• _Short task_: Nothing but the lines from the line with "the woman's white" through the end of the data is to be copied, and each is to be copied exactly.

• _Pointing dataset records_:
○ ○ ○ ○

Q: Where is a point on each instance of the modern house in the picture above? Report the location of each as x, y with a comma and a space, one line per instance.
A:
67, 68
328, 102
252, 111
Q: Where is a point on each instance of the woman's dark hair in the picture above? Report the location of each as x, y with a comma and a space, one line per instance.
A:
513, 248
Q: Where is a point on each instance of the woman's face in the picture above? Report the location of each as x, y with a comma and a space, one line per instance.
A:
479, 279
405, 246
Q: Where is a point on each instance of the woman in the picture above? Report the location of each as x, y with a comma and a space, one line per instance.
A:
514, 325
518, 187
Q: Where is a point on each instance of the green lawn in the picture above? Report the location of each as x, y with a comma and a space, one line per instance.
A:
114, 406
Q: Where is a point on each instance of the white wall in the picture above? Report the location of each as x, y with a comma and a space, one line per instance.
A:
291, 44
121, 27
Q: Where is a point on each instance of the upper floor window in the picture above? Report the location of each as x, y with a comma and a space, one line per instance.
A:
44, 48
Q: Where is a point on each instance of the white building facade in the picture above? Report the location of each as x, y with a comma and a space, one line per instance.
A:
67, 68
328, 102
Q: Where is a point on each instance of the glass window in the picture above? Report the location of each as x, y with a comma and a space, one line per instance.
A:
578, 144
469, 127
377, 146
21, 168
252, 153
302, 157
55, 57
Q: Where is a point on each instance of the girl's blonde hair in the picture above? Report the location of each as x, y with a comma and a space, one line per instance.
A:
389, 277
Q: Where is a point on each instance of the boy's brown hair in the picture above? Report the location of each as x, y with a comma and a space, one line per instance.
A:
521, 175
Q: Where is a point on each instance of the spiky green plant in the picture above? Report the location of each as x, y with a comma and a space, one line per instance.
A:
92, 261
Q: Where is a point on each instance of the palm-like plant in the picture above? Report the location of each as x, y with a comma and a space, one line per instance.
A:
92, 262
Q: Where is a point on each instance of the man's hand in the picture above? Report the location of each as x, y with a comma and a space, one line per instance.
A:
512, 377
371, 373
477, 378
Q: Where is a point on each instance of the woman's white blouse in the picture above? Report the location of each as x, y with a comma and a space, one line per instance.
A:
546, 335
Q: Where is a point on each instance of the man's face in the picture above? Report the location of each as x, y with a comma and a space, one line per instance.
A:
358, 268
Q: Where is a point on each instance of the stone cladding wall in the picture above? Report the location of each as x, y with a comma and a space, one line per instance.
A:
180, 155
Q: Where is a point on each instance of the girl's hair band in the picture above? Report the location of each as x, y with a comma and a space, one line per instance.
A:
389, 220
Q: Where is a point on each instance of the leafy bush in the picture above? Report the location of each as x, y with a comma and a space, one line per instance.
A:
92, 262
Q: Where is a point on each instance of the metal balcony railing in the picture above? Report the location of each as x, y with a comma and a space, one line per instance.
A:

○ ○ ○ ○

• _Exercise result_:
Q: Where is a point on each instance of the woman's white blouse in the picture above? Report the location of each as x, y with a comma and a space, one line per instance.
A:
546, 335
Q: Where is a point on each instance of the man's face in the picture above? Report the location of each as x, y with a comma and a space, one line per instance.
A:
358, 268
Q: Where is a point on each instance of the stone cladding wall in the picture above? Report the location of each as x, y with a comma and a space, one line per instance.
A:
180, 155
Q: Where is a point on each instance of the girl's hair band in the picture above? Report the location of each as x, y with a comma and a space, one line per instance.
A:
389, 220
Q: Where is a point on each instance of the leafy bush in the picture above? Report the location of each as x, y with a comma and a space, one line per instance.
A:
92, 262
Q: Where is a point on each instance of the metal balcony railing in the picture above? Report the location of each as x, y with a comma and a space, one line per instance.
A:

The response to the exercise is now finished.